[Stored items from a collection]
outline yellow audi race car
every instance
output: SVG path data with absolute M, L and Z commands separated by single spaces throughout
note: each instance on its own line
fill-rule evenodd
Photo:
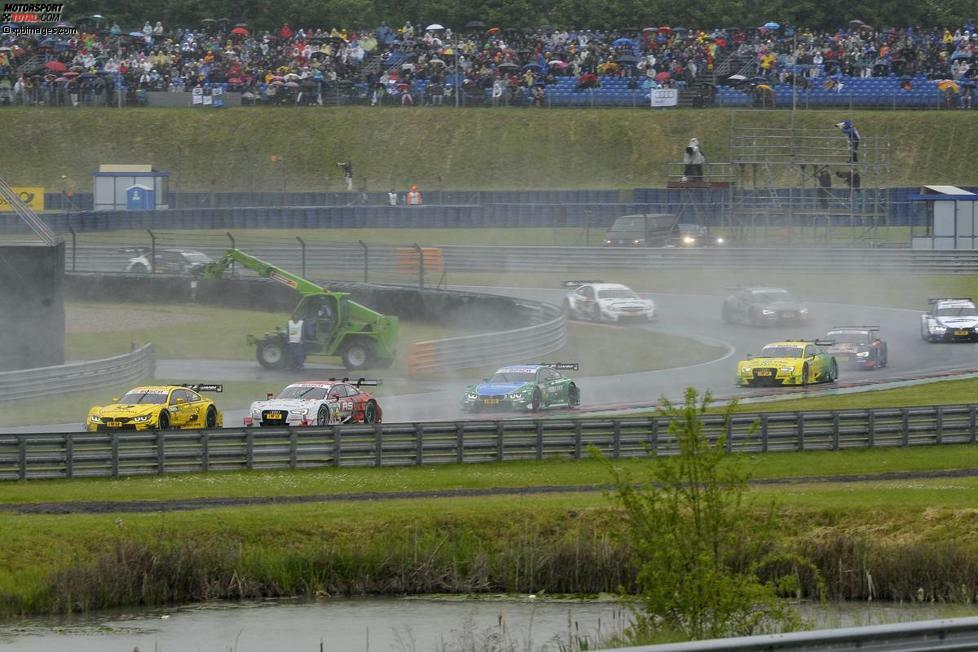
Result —
M 224 425 L 221 411 L 199 392 L 222 391 L 223 385 L 136 387 L 109 405 L 89 410 L 85 427 L 91 432 L 220 428 Z
M 839 366 L 822 347 L 832 344 L 826 340 L 772 342 L 760 353 L 748 353 L 746 360 L 737 363 L 737 384 L 757 387 L 831 383 L 839 377 Z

▶ **WORK TASK**: Every line above should be copied exactly, apart from any pictures.

▶ **EXERCISE ANSWER**:
outline yellow audi race car
every instance
output: SVG path data with absolute M, L and Z commands separated by single spaces throughout
note: each instance on its own line
fill-rule evenodd
Photo:
Result —
M 224 425 L 221 411 L 199 392 L 222 391 L 223 385 L 136 387 L 109 405 L 89 410 L 85 427 L 91 432 L 220 428 Z
M 839 366 L 822 347 L 832 344 L 826 340 L 772 342 L 760 353 L 748 353 L 746 360 L 737 363 L 737 384 L 757 387 L 831 383 L 839 377 Z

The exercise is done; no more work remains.